QUESTIONS ON THE MATERIAL ▸
a) Answer these questions about the text on the student-led business law blog, each on its own line:
(i) Which prize has the blog project been shortlisted for?
(ii) Who decides what the blog's posts are about?
(iii) Besides the student's name, what does each post include about its writer?
b) Continue the text on the student-led business law blog, picking up right after its final heading.

TEXT UNDER STUDY ▸
+++

Around 18 months ago, my colleague Victoria Gleason and I, embarked on a new project. Regular readers will know that we supervise students who provide pro bono legal advice to businesses through our law school’s legal advice clinic, the Student Law Office. Free legal advice for businesses is a rarity, and we wanted to spread the word about our students’ work in the clinic. We also wanted to provide our students with additional opportunities (outside of their practical day to day advice work) to build their business development, written, research, digital and reflective skills.
So… we designed and created the student-led blog We Take Care Of Business. And I’m delighted to report that the blog project has just been named in the shortlist for the Routledge/ALT Teaching Law with Technology Prize 2016.
How does the blog work?
The blog is a collaborative, voluntary, student-led project. We don’t dictate the content of the blog – the students decide what they write about. And they deal with a diverse range of topics! You’ll find useful information about legal issues like intellectual property, choosing the right business structure and commercial contracts for bands in the Information for Businesses section. And in the Information for Students section, you can read all about our students’ experiences in Student Law Office and beyond. Those posts contain engaging reflective content.
Victoria and I read the draft posts before they go live. We fact check and sometimes provide suggestions and other feedback, but the students have complete ownership of the blog. Each post provides the name of the student that wrote it, a photo of their choice and a biography they have written. The blog gives our students the opportunity to have a strong digital footprint – something we know employers are looking for – and it enhances their understanding of best practice in social media. Even the Law Society has guidance about social media these days! Through the blog our students demonstrate they can use social media in an engaging and responsible way.
What’s been the impact?

+++

EXCERPTED DATA ▸
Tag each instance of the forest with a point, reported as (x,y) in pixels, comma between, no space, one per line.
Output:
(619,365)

+++

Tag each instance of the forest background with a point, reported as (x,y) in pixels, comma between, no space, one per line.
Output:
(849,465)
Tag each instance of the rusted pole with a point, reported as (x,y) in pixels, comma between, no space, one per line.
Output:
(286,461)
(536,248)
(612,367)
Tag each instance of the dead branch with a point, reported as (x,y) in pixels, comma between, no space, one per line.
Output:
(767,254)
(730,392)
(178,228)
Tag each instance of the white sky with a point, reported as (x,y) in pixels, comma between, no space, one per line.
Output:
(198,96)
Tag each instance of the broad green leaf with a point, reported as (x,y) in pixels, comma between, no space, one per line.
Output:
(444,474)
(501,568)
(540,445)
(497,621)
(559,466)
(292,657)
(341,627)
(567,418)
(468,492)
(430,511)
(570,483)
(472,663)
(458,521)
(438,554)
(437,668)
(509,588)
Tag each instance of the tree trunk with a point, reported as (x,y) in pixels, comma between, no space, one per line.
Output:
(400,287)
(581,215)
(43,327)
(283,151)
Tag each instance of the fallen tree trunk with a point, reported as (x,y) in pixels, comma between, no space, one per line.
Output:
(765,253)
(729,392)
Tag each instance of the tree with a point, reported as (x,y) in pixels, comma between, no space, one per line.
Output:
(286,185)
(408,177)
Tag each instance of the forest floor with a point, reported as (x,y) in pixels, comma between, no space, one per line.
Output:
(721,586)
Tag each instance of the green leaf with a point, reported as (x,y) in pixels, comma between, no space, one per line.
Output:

+++

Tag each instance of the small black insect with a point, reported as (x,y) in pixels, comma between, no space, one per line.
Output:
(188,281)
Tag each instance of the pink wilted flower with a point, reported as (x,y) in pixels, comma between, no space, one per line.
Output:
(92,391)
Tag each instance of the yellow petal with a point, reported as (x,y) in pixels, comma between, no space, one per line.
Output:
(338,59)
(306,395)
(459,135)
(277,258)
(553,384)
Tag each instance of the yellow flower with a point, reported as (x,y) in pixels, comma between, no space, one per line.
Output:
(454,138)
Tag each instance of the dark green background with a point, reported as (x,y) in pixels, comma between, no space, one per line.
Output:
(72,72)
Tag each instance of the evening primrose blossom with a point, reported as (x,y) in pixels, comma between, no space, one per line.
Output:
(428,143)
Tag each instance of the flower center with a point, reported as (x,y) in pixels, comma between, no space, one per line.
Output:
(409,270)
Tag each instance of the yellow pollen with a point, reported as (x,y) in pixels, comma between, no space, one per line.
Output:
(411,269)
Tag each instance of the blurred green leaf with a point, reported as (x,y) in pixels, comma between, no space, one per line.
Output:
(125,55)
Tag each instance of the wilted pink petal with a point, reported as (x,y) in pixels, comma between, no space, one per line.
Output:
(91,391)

+++

REPLIES ▸
a)
(i) The Routledge/ALT Teaching Law with Technology Prize 2016.
(ii) The students decide what they write about.
(iii) A photo of the student's choice and a biography the student has written.

b)
Over half of the students we have had in the clinic since the blog project started have written for it. We’ve even had collaborations between students in our clinic and students working in other areas of the Student Law Office. It has been fantastic to see these organic student partnerships arise via the blog. In addition, students who haven’t written for the blog have told us that they also find it useful as a source of information about the law and students’ experiences.
Amazingly, the blog has had just under 3000 visitors, from over 45 different countries across the world!
Former students have reported that their participation in the blog “sealed the deal” in job interviews and enhanced their employability.
James Warnock, a Northumbria Law School graduate and future Endeavour Partnership trainee, told us:
“Contributing to the blog proved invaluable in terms of boosting my employability. In interviews, I was able to demonstrate my business development skills by speaking about the client publicity that I had written.
“My blog posts showed firms that I was able to nurture client relationships, whilst providing added value and marketing services in an effective and client-focused manner.”
Victoria and I will be showcasing the blog project tomorrow at the 2016 Association of Law Teachers Conference, alongside our fellow finalists. The judges will consider our presentation and the written submissions we’ve made. There’ll also be an online vote – keep your eyes peeled for that!
We find out the results tomorrow night at the Conference dinner. Fingers crossed, and good luck to all!